┌────────

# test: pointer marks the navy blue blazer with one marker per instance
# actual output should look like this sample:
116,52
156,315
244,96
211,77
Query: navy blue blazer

└────────

_WORK INSTRUCTION_
Please copy every line of the records above in which "blue" appears.

_EXERCISE RESPONSE_
# test: pointer marks the navy blue blazer with one marker per instance
Query: navy blue blazer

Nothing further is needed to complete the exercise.